***** EXTRAIT *****
La fête des Vignerons? Quelle histoire! Tandis que j’écris ces lignes, une guggenmusik, surgie je ne sais d’où, s’est installée sous mes fenêtres avec ses percussions déchaînées, ce qui, on s’en doute, n’a rien à voir avec le travail de la vigne. Ayant déménagé à Vevey fin mai, je me suis trouvée enchâssée dans la ville en fête. Qu’allais-je faire de tout ce tintouin: fuir? Subir? Râler? Participer? Autant le dire tout de suite, je suis bon public. Je n’ai donc pas tardé à arpenter les rues grouillantes de badauds, d’acteurs costumés, de joueurs de cor des alpes et d’armaillis des Colombettes. Je n’ai pas rechigné non plus à me poster au coin de la rue pour voir passer le cortège des figurants en goguette, précédés par les membres de la Confrérie des vignerons engoncés dans leurs nobles atours et soulevant leur chapeau haut-de-forme pour saluer la foule. J’ai marqué le pas au rythme des fanfares, jasé avec les voisins et salué le défilé des autorités cantonales invitées.
***** ENTRÉES *****
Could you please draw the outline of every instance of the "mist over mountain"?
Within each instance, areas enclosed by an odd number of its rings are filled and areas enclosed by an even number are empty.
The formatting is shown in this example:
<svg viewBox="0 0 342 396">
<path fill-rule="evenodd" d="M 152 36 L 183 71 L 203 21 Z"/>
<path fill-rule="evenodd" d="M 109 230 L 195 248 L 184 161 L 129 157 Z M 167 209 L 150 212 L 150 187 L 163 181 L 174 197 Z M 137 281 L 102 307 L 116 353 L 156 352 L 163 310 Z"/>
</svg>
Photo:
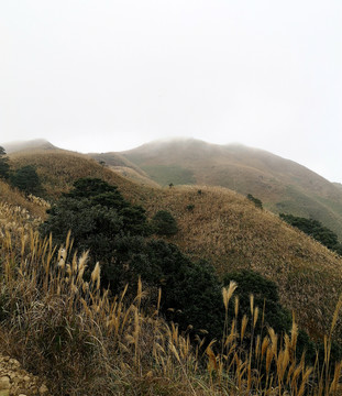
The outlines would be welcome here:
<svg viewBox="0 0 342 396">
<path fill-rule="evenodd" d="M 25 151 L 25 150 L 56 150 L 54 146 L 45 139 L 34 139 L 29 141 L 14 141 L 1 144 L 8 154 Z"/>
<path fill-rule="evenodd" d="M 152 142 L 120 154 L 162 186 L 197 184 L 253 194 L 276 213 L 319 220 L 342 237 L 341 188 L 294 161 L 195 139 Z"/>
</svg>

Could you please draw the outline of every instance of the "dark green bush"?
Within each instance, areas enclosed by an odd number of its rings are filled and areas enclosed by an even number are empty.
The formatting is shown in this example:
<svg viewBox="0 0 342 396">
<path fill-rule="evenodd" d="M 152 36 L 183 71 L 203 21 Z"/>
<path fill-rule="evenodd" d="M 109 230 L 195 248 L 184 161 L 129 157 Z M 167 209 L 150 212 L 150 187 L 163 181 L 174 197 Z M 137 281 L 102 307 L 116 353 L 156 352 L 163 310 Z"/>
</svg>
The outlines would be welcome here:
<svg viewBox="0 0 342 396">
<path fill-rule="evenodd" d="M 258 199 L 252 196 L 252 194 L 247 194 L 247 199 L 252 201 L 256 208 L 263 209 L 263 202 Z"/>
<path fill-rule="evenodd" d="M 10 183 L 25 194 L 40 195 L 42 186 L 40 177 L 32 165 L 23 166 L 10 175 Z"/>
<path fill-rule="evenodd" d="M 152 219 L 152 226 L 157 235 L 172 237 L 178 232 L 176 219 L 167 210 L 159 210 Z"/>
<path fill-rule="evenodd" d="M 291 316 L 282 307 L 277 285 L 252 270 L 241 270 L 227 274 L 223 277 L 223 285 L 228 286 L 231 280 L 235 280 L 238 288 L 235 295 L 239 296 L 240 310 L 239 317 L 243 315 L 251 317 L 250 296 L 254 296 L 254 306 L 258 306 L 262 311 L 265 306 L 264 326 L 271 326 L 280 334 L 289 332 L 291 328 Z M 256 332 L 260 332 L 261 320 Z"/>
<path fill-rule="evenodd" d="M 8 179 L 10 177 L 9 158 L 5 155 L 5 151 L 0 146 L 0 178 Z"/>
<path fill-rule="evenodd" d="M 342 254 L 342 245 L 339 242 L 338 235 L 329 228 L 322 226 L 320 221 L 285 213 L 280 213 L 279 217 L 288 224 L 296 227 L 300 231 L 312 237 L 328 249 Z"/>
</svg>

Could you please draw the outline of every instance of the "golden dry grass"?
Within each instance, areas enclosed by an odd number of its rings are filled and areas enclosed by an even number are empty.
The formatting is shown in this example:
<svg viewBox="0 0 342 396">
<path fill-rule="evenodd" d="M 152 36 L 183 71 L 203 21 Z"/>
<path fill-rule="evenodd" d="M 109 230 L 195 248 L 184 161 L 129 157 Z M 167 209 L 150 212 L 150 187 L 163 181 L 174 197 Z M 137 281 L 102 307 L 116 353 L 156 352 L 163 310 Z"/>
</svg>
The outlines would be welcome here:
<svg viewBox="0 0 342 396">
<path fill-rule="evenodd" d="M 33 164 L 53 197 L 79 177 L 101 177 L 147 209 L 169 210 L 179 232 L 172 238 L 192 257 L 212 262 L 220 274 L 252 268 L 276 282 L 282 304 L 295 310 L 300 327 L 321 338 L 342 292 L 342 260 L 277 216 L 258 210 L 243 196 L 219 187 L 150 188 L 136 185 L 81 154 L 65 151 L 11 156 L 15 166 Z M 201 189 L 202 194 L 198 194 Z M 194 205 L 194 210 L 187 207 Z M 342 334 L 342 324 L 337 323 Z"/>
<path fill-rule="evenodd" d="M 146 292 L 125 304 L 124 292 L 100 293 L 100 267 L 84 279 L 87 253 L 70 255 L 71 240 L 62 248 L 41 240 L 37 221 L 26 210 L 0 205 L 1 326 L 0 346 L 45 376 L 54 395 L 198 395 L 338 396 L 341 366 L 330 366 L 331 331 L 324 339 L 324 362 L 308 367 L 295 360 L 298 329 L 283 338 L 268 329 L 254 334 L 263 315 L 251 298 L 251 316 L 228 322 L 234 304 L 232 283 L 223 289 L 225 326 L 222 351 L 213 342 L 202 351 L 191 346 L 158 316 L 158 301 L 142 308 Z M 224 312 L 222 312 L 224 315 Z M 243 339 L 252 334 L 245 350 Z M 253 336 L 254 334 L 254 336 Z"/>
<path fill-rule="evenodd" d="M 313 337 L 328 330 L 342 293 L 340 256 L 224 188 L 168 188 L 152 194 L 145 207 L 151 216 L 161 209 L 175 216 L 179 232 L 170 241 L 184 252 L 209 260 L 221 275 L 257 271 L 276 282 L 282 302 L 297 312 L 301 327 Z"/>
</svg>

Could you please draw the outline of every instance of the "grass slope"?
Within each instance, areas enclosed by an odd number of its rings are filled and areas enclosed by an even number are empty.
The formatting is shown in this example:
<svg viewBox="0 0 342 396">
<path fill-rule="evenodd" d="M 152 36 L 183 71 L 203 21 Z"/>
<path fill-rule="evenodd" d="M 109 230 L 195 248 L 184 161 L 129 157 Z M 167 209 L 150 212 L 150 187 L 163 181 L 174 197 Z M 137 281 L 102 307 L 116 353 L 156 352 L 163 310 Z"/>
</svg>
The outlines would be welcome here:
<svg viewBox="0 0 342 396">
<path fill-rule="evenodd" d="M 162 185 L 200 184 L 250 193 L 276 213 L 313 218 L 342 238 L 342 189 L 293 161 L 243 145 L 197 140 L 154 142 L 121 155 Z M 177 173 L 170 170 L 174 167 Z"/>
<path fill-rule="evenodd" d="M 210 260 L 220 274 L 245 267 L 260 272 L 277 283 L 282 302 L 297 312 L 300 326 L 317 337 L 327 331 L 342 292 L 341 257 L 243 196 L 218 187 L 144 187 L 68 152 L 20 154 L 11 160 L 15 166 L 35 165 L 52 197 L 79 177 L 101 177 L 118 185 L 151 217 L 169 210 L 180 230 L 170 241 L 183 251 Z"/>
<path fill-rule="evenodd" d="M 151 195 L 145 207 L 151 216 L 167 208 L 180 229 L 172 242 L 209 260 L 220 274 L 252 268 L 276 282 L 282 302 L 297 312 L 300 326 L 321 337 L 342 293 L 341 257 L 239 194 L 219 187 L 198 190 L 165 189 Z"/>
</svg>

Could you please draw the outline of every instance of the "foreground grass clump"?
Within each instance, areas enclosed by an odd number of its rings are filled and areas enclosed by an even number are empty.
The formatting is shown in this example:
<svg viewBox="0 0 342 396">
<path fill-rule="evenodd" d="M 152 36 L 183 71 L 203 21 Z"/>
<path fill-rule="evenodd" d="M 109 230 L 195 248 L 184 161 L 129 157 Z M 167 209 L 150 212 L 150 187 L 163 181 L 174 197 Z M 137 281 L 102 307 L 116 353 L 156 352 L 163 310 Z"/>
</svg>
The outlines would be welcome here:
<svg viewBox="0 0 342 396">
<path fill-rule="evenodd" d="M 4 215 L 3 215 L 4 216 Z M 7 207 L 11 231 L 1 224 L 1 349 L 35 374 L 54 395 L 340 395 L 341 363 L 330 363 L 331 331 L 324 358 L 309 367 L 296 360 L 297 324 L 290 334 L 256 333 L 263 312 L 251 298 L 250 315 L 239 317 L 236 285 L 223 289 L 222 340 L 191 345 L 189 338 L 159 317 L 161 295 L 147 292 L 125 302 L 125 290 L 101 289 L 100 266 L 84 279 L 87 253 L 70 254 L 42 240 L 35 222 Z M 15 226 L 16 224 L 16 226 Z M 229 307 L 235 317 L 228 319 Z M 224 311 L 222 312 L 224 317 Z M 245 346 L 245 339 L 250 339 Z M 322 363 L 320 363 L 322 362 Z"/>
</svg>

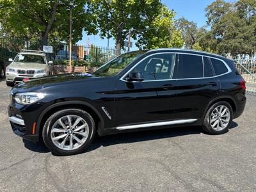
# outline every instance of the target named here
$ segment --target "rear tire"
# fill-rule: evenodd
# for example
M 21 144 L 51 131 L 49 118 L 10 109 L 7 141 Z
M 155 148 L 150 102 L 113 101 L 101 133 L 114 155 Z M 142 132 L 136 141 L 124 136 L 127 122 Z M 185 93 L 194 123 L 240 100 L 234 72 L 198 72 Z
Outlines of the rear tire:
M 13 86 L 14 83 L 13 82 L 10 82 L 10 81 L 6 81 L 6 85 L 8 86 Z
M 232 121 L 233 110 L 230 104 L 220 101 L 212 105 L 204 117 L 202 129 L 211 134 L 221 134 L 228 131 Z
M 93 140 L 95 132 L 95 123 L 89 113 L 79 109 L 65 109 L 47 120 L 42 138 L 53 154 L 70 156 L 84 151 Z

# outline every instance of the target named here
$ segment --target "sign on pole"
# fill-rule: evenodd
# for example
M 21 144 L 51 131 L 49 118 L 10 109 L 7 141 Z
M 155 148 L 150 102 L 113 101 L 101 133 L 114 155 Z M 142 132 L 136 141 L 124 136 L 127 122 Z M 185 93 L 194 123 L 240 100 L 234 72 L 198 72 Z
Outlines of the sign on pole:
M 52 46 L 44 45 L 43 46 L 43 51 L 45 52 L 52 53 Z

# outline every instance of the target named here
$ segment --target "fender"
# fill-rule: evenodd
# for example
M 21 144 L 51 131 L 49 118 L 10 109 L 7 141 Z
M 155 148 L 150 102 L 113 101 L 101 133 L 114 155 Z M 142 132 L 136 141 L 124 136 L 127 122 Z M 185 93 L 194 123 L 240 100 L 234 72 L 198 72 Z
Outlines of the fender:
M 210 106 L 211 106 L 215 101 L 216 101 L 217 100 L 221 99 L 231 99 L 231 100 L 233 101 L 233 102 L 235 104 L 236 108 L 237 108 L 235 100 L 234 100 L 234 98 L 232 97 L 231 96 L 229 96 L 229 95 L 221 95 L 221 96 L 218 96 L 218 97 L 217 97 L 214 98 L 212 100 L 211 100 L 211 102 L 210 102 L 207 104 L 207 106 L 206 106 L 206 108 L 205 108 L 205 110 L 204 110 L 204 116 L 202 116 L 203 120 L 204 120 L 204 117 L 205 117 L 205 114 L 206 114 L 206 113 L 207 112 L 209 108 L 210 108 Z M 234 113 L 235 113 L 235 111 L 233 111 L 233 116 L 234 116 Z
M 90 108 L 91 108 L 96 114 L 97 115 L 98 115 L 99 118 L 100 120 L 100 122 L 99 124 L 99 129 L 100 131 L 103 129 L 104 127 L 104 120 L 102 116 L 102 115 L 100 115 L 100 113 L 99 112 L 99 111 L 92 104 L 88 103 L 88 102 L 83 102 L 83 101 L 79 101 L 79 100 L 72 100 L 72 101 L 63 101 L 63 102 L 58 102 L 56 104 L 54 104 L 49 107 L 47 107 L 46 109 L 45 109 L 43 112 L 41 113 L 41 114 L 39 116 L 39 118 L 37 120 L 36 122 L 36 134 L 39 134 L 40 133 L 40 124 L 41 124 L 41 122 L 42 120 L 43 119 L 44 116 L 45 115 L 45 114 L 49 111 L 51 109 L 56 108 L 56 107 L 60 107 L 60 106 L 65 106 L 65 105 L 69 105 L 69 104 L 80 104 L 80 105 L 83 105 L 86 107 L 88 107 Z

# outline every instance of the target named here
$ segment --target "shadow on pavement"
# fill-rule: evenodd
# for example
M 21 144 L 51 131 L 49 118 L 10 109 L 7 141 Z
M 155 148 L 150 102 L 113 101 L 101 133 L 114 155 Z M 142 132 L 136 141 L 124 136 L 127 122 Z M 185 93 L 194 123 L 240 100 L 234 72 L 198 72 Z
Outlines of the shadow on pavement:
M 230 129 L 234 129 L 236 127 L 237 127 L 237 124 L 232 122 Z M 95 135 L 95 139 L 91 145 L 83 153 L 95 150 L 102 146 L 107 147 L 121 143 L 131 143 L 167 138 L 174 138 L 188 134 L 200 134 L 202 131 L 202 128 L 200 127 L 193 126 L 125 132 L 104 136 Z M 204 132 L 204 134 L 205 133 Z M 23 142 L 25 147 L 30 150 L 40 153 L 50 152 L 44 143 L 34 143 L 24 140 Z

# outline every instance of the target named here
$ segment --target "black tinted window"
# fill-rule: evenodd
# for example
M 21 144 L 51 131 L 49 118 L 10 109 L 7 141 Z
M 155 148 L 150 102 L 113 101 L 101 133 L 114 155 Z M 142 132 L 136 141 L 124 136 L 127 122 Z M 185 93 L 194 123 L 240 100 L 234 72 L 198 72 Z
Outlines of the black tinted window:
*****
# [CONSIGNE]
Recopiez en entier le texte sur la fête des Vignerons, sans y changer un mot.

# [RÉSULTAT]
La fête des Vignerons? Quelle histoire! Tandis que j’écris ces lignes, une guggenmusik, surgie je ne sais d’où, s’est installée sous mes fenêtres avec ses percussions déchaînées, ce qui, on s’en doute, n’a rien à voir avec le travail de la vigne. Ayant déménagé à Vevey fin mai, je me suis trouvée enchâssée dans la ville en fête. Qu’allais-je faire de tout ce tintouin: fuir? Subir? Râler? Participer? Autant le dire tout de suite, je suis bon public. Je n’ai donc pas tardé à arpenter les rues grouillantes de badauds, d’acteurs costumés, de joueurs de cor des alpes et d’armaillis des Colombettes. Je n’ai pas rechigné non plus à me poster au coin de la rue pour voir passer le cortège des figurants en goguette, précédés par les membres de la Confrérie des vignerons engoncés dans leurs nobles atours et soulevant leur chapeau haut-de-forme pour saluer la foule. J’ai marqué le pas au rythme des fanfares, jasé avec les voisins et salué le défilé des autorités cantonales invitées.